Il tuo compito
Nel testo sulla crisi del commercio al dettaglio, sostituisci "compensato" con "legno" e riporta il passo da "I dati risultano" fino a "registrando un +47%." compreso.

Estratto della pagina

Nell’arco di quasi 9 anni, tra il 2012 ed oggi, sono sparite dal contesto nazionale circa 80 mila attività di commercio al dettaglio (-14%) e quasi 15 mila imprese ambulanti (-14,8%). Questi sono i dati emersi dall’analisi dell’Ufficio studi di Confcommercio.
Solitamente dopo la tempesta arriva sempre l’arcobaleno, ma in questo caso, purtroppo, non c’è nulla di positivo. Si parla infatti di desertificazione post covid19: questo è il rischio, sempre più concreto, che si ipotizza per il commercio al dettaglio delle vie dello shopping nelle zone centrali ma soprattutto in quelle periferiche di tutto il territorio nazionale.
I dati di Confcommercio evidenziano il clima di forte sofferenza del comparto. Secondo le stime, nel 2021 si perderanno oltre 15 mila attività, in pratica un commerciante su 5 sarà costretto alla chiusura. Continua quindi ad aggravarsi la lunga crisi che già nei precedenti anni aveva portato alla chiusura di oltre 78mila negozi ed attività ambulanti. La situazione più difficile è quella a cui andranno incontro albergatori e ristoratori: se già il dramma si sta facendo sentire ora, nel prossimo futuro, uno su quattro non ce la farà.
I dati risultano estremamente allarmanti perché dall’inizio del nuovo millennio è la prima volta che si registra un trend così pesante. Per le strade milanesi o napoletane, ad esempio, si vedono già gli ingressi di alcuni degli hotel più “in” sigillati con assi di compensato.
Negli anni precedenti le attività legate al turismo come alberghi e consumi fuori casa avevano messo a segno una crescita esplosiva, registrando un +47%.
La pandemia invece ha fatto volare l’e-commerce verso nuovi record e le aziende che sono ricorse al digitale aumentano: la conseguenza è la stata la chiusura di esercizi ed attività “fisiche”, al fine di abbattere una serie di costi che, a causa delle restrizioni, non era possibile sostenere.
Già lo scorso anno le vendite online in Italia hanno superato i 30 miliardi ma è cambiato in modo radicale il mix delle vendite: i prodotti fisici, come la spesa alimentare, mettono a segno una crescita di quasi un terzo, mentre i servizi (come viaggi, assicurazioni ecc..) vedono gli incassi dimezzarsi.

[Record di origine]
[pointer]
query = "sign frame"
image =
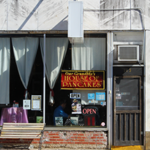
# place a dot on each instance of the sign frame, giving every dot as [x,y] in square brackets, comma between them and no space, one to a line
[86,71]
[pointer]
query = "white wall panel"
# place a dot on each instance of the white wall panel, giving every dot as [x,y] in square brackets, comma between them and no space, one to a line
[3,15]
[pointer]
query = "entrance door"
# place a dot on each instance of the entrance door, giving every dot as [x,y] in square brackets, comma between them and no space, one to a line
[127,110]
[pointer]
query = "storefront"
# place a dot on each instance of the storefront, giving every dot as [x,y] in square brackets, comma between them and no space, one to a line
[76,73]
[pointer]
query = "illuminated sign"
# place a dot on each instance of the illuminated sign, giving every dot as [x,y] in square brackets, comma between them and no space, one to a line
[90,111]
[86,80]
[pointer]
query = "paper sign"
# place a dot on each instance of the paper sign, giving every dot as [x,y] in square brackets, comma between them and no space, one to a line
[76,106]
[91,95]
[100,96]
[36,102]
[26,104]
[75,95]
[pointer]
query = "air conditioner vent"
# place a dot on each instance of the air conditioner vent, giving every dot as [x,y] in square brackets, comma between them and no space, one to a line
[128,53]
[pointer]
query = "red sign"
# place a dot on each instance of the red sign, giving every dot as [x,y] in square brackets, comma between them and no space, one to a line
[90,111]
[83,80]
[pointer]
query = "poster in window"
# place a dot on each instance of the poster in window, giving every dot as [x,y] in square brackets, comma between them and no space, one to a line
[36,102]
[74,120]
[26,104]
[76,106]
[59,121]
[100,96]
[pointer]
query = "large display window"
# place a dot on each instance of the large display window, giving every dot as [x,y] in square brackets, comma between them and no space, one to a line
[82,103]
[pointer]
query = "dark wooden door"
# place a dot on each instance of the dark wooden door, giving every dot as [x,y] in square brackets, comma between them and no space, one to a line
[127,110]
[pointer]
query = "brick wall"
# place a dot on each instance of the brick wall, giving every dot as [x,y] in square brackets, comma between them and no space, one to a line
[60,139]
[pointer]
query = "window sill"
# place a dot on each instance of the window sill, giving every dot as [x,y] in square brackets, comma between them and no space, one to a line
[72,129]
[75,129]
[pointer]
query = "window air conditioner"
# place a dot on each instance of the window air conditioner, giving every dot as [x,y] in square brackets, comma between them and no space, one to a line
[128,53]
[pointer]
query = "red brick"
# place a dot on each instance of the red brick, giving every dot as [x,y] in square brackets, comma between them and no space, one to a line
[85,142]
[93,137]
[60,139]
[78,142]
[95,134]
[63,142]
[99,143]
[53,139]
[92,142]
[55,142]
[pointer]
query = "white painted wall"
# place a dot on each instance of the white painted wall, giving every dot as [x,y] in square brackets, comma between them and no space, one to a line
[53,15]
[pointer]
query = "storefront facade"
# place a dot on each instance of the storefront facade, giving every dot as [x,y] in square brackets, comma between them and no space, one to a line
[106,76]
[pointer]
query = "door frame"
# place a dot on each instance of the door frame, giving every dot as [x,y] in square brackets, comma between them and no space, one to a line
[127,111]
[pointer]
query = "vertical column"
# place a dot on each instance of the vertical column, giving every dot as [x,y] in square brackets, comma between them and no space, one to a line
[147,90]
[109,85]
[44,84]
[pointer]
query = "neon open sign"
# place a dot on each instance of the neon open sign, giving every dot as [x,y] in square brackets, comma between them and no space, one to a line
[90,111]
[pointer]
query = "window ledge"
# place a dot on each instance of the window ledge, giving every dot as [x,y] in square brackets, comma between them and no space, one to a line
[74,129]
[71,129]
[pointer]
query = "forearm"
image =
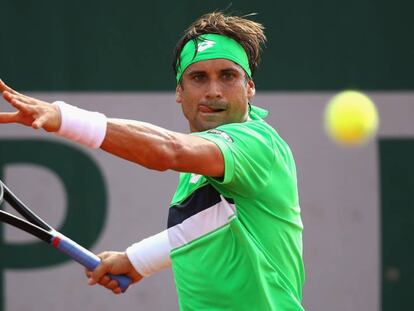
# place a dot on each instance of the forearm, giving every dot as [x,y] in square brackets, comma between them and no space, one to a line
[142,143]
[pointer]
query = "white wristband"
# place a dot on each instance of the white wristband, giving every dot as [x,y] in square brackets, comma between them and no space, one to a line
[83,126]
[151,255]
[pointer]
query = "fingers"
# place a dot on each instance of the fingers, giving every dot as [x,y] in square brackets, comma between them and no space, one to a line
[7,117]
[6,88]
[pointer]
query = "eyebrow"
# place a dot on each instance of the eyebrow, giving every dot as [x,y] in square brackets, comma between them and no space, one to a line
[195,72]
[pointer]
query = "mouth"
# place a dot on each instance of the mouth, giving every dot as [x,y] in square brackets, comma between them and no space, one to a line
[210,109]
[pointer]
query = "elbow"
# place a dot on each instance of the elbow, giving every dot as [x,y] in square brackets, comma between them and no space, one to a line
[167,158]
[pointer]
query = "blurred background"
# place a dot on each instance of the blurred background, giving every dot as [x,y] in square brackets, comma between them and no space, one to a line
[115,57]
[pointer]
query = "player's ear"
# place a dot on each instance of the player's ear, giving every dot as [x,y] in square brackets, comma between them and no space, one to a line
[251,89]
[178,93]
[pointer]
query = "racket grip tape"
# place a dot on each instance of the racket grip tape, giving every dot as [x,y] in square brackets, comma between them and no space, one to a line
[86,258]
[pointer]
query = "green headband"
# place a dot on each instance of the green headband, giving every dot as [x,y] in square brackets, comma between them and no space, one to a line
[211,46]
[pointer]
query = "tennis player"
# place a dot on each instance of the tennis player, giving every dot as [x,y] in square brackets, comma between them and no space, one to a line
[234,237]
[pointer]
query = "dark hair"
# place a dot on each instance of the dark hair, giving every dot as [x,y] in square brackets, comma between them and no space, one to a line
[247,33]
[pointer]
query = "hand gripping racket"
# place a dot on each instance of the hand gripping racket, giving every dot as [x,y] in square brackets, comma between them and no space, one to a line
[40,229]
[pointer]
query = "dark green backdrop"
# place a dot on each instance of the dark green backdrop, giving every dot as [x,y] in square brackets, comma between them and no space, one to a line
[126,45]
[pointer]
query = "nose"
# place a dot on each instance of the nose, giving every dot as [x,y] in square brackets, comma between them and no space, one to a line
[213,90]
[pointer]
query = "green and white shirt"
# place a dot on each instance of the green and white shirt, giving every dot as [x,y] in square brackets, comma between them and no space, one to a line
[237,242]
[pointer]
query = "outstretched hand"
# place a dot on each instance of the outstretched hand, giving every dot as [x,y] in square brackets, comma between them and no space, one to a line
[112,263]
[30,111]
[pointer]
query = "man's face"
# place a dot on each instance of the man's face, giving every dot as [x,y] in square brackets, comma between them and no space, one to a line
[214,92]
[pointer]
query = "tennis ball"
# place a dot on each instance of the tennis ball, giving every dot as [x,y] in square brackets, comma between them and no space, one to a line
[351,118]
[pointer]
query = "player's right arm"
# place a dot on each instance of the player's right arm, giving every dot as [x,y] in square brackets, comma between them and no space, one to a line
[143,143]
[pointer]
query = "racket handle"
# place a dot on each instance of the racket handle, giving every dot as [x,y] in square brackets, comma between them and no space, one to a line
[86,258]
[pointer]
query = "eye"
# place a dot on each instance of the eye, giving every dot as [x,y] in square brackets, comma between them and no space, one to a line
[198,77]
[228,76]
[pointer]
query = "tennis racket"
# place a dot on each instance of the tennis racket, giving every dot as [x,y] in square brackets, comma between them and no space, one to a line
[40,229]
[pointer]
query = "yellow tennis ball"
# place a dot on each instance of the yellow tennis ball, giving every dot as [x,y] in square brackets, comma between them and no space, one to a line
[351,118]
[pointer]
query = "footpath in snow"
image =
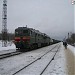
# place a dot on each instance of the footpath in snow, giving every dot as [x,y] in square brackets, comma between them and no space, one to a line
[10,48]
[63,63]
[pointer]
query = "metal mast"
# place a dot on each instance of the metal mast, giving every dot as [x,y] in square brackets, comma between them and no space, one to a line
[4,24]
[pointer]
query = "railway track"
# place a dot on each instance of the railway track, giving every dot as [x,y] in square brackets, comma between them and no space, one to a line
[9,54]
[39,59]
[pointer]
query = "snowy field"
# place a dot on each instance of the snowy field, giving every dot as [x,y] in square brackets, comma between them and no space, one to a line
[10,48]
[63,63]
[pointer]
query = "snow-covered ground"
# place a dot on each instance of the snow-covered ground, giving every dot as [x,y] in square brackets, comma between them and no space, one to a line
[63,63]
[10,48]
[72,48]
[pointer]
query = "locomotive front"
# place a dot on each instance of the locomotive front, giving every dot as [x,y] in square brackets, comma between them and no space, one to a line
[22,38]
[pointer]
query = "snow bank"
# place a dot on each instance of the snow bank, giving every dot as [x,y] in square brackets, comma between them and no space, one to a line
[72,48]
[10,48]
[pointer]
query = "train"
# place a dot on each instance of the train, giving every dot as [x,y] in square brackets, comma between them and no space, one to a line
[29,38]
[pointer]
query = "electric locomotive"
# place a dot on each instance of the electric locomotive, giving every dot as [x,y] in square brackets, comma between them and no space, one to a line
[29,38]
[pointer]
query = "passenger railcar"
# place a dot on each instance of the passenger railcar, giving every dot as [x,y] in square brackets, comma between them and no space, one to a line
[29,38]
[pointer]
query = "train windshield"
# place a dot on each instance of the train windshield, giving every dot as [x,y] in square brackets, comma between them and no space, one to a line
[21,33]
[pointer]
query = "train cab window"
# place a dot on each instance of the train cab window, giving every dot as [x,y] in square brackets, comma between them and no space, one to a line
[25,31]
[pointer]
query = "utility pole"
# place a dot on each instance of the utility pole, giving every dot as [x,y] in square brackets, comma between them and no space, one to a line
[4,24]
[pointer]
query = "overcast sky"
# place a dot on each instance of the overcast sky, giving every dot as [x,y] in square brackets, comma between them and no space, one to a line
[53,17]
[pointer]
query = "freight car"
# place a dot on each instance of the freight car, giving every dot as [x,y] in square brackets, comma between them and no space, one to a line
[29,38]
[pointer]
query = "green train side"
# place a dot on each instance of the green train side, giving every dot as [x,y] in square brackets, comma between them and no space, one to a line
[29,38]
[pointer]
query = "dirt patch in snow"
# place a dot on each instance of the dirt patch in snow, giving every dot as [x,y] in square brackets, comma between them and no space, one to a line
[70,60]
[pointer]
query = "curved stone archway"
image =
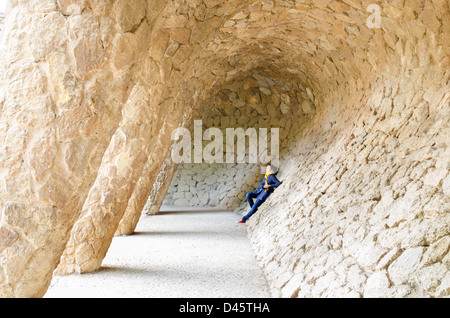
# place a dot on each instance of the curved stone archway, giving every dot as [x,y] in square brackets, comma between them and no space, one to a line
[90,91]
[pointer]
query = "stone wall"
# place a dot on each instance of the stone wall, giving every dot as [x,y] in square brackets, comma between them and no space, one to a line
[90,92]
[364,207]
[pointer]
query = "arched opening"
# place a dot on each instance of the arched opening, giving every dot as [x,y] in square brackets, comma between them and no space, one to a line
[88,109]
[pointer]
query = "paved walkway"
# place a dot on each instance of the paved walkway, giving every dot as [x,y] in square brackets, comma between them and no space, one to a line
[175,254]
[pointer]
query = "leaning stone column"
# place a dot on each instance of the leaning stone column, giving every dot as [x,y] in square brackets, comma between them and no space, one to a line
[122,165]
[52,134]
[153,176]
[160,189]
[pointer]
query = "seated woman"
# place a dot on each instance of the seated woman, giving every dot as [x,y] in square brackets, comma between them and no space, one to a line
[266,188]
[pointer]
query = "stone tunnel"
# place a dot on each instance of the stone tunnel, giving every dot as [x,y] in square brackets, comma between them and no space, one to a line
[91,91]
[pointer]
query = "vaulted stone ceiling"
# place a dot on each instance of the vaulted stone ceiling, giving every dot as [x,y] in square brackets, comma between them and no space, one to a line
[90,92]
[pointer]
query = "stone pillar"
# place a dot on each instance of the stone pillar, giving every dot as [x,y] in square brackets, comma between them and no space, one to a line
[151,186]
[60,105]
[160,189]
[122,165]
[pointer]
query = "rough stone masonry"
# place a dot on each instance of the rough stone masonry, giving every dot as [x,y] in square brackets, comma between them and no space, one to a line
[90,92]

Risposta al compito
I dati risultano estremamente allarmanti perché dall’inizio del nuovo millennio è la prima volta che si registra un trend così pesante. Per le strade milanesi o napoletane, ad esempio, si vedono già gli ingressi di alcuni degli hotel più “in” sigillati con assi di legno.
Negli anni precedenti le attività legate al turismo come alberghi e consumi fuori casa avevano messo a segno una crescita esplosiva, registrando un +47%.